#### EXERCISE INPUT

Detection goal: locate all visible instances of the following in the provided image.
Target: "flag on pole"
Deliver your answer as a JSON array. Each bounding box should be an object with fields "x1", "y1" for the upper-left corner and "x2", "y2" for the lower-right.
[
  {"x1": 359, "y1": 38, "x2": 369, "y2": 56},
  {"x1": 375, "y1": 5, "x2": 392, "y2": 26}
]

########

WHAT IS EXPECTED: What is needed is a word-for-word copy of all the entries.

ANSWER BOX:
Detection goal: locate all visible instances of the following in the provided image.
Target: "flag on pole"
Deliver your answer as a JSON array. Each bounding box should be an object with fields "x1", "y1" for the upper-left corner and "x2", "y2" for the lower-right.
[
  {"x1": 359, "y1": 38, "x2": 369, "y2": 56},
  {"x1": 375, "y1": 5, "x2": 392, "y2": 26}
]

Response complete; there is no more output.